Revision history for this message

Eiji Kobayashi (kobayashie) wrote on 2018-07-03:

This problem occured with the following configuration.

Release Lefthand OS hpelefthand driver Reproduce
Liberty 11.5.01.1.0079 1.0.9 Yes
Mitaka 11.5.01.1.0079 2.0.8 Yes
Mitaka 11.5.01.0099 2.0.8 No
Mitaka 11.5.01.0099 2.0.8 No
Newton 11.5.01.0099 2.0.10 Yes
Rockey 12.7 2.0.15 Reproduce only once

There is no difference in VSA setting.

Revision history for this message

Vivek Soni (viveksoni) wrote on 2018-07-17:

Furthermore, nova boot command which was executed in your case, basically creates a bootable volume and spawns a new nova instance from it. And that volume is attached & thus its status should be “in-use”.
In the above case, only two driver api's are invoked viz. create_volume() & initialize_connection().

There are couple of error messages seen in provided log file “cinder-volume.log.2”:
1) “Delete snapshot failed, due to snapshot busy.”
2) “2018-06-07 08:03:48.693 17974 ERROR cinder.volume.manager ImageCopyFailure: Failed to copy image to volume: Bad or unexpected response from the storage volume backend API: Unable to fetch connection information from backend: Error (HTTP 500) OPERATION_FAILED - The operation failed: The volume list 'helion-cp1-c1-m1-mgmtVolumeList1528358624' cannot be created because a volume list with the same name already exists. Enter a different name for the new volume list.”

3) 2018-06-07 08:45:57.441 30555 ERROR cinder.volume.driver [req-9bb0e9b4-33dc-4956-9a8b-baf8add719d5 45336d44e7174de5b7d0430639437ccf 7ce30e9231de44009f10b555896105d4 - default default] Unable to fetch connection information from backend: Error (HTTP 500) SERVER_ALREADY_EXISTS - The server with the name "$1" already exists. Use a unique name and try again.

+===+

§ What you will do:
According to the thread above, which two driver APIs are invoked when the nova boot command is executed?

§ Entries provided:
+===+

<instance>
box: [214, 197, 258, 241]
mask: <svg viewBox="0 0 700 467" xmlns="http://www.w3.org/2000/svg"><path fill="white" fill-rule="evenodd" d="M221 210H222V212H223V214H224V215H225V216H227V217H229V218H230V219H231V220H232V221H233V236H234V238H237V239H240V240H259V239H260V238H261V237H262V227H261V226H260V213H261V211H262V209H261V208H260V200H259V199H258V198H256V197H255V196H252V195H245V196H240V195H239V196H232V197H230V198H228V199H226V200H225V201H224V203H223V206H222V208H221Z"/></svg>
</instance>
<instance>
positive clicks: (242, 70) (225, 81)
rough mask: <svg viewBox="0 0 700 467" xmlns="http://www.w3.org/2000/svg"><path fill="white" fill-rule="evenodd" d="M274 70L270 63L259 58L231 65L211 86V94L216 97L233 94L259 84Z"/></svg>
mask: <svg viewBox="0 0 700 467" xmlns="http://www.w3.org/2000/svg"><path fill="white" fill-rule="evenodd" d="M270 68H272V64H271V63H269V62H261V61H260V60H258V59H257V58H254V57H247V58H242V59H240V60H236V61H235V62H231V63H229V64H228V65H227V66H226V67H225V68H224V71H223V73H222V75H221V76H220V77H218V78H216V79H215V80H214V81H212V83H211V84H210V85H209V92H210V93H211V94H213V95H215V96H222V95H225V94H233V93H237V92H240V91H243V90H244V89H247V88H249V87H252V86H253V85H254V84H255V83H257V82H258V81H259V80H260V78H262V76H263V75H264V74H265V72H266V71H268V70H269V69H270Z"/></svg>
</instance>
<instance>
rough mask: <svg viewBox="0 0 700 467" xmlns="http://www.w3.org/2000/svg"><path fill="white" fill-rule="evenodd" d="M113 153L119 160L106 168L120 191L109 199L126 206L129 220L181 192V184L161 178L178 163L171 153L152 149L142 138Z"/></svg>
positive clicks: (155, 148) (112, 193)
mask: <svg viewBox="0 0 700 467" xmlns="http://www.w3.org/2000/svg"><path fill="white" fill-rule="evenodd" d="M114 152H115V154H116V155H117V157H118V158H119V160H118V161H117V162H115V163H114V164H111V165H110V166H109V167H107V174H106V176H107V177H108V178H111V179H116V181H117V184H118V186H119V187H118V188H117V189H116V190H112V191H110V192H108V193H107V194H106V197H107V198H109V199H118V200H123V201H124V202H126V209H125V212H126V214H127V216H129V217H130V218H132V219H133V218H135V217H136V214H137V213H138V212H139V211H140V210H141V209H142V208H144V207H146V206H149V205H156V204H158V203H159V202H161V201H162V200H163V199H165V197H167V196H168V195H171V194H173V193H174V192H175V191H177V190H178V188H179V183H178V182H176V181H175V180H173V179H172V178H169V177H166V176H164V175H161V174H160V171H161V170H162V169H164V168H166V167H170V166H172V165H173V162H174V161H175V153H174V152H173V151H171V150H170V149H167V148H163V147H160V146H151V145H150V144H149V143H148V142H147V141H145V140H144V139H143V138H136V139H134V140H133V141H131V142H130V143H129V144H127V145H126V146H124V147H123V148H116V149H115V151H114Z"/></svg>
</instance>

+===+

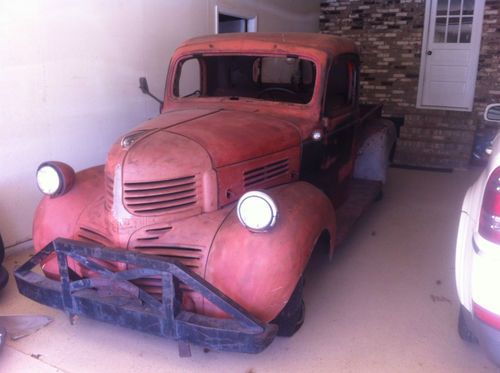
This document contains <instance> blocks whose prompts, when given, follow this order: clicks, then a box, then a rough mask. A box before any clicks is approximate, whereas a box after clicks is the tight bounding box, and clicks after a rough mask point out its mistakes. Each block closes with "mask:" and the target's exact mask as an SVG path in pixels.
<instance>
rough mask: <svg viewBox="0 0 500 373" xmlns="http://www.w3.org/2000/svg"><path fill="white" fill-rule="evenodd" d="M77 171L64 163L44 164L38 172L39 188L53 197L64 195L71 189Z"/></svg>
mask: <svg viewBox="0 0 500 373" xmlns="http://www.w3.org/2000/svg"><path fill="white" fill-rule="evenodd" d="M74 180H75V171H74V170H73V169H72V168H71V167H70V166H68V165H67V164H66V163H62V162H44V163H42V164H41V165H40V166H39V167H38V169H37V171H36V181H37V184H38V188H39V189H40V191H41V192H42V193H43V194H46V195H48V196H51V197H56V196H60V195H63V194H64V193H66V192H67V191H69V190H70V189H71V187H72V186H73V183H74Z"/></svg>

+===+

§ Exercise output:
create_volume() and initialize_connection()